> [Exercise goal]
List each line of the listing below that contains the word "white".

══════════════════════════════

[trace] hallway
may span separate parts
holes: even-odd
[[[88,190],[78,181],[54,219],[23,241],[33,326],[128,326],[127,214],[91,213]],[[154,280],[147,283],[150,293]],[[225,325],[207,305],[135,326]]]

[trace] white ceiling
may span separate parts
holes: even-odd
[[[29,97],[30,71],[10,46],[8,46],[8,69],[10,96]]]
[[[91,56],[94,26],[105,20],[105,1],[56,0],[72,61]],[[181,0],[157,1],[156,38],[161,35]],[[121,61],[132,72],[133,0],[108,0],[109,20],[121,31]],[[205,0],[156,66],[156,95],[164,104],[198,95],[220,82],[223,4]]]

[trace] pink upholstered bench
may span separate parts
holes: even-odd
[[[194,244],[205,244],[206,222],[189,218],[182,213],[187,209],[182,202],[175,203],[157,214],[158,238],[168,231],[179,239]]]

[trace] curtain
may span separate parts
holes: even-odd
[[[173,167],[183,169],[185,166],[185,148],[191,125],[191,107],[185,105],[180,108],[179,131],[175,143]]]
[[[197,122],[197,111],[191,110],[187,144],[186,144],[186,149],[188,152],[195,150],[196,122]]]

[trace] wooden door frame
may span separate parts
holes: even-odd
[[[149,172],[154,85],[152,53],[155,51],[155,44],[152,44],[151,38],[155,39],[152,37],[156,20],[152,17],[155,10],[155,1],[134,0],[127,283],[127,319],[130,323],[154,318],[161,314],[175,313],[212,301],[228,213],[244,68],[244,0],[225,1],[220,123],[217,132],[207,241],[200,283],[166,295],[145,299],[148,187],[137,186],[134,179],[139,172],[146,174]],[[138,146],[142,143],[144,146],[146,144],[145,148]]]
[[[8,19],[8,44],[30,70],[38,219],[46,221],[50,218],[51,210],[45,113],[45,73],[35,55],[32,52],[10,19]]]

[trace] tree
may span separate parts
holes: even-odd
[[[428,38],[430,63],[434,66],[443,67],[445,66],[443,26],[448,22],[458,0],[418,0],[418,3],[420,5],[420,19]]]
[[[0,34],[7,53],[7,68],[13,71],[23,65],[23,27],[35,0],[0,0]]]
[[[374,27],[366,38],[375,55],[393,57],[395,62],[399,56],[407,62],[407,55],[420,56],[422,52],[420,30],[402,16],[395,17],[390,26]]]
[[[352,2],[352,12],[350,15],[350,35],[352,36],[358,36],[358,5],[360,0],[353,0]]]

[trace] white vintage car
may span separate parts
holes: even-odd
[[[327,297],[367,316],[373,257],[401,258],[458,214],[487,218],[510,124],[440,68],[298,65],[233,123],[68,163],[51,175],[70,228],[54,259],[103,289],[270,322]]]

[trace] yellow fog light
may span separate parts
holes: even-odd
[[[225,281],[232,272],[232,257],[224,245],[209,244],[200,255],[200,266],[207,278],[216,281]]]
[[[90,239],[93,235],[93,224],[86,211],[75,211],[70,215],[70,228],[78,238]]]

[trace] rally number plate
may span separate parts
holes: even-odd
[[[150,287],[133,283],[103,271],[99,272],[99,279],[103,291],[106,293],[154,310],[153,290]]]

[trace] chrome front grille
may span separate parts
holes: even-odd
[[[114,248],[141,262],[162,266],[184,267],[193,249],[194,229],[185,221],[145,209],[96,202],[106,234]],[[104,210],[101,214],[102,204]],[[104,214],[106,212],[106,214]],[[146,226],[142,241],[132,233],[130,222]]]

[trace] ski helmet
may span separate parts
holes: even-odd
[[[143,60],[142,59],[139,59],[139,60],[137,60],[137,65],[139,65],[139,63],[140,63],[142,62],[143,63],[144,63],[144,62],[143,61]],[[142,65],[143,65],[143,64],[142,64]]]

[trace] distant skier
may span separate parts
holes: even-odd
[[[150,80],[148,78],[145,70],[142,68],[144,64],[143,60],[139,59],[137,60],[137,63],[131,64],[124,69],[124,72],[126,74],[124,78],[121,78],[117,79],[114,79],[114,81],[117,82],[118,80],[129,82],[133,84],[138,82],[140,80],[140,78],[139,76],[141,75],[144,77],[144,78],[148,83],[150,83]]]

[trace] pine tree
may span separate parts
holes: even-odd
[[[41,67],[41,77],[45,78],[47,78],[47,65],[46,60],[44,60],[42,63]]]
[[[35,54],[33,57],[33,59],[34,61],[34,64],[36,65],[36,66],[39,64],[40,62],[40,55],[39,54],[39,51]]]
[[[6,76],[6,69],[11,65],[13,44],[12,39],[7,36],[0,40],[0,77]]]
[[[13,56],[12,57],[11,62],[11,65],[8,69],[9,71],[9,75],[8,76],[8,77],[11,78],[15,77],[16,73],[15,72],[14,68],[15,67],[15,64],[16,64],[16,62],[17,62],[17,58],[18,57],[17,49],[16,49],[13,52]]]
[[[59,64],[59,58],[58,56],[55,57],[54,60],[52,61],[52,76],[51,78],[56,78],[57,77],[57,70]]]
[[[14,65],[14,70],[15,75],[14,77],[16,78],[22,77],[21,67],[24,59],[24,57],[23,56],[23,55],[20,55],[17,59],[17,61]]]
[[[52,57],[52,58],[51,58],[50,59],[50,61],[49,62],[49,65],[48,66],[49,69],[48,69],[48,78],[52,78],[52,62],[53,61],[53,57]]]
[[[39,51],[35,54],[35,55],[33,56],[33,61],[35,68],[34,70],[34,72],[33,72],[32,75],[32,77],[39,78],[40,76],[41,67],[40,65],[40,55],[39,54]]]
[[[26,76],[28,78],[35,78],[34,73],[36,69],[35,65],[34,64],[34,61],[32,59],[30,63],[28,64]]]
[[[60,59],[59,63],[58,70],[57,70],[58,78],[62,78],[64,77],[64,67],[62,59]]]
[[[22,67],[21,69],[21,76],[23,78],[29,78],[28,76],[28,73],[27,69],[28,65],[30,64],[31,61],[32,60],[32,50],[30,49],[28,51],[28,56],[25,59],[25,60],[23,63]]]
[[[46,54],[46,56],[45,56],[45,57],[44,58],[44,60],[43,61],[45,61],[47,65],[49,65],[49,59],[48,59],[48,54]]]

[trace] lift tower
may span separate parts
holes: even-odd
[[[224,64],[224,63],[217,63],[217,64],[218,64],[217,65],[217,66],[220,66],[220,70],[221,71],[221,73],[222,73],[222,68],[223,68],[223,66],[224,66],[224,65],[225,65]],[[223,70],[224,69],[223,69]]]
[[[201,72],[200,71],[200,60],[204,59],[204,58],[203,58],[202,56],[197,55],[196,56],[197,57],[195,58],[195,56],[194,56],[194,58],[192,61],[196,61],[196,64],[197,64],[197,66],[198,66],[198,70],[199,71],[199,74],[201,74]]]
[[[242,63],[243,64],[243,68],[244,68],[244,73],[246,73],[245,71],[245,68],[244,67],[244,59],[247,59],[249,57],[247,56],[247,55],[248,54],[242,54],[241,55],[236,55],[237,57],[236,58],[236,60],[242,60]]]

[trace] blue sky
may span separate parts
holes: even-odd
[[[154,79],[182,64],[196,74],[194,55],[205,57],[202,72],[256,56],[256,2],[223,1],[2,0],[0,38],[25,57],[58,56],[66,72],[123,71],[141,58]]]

══════════════════════════════

> [Task output]
[trace] white ceiling
[trace] white vintage car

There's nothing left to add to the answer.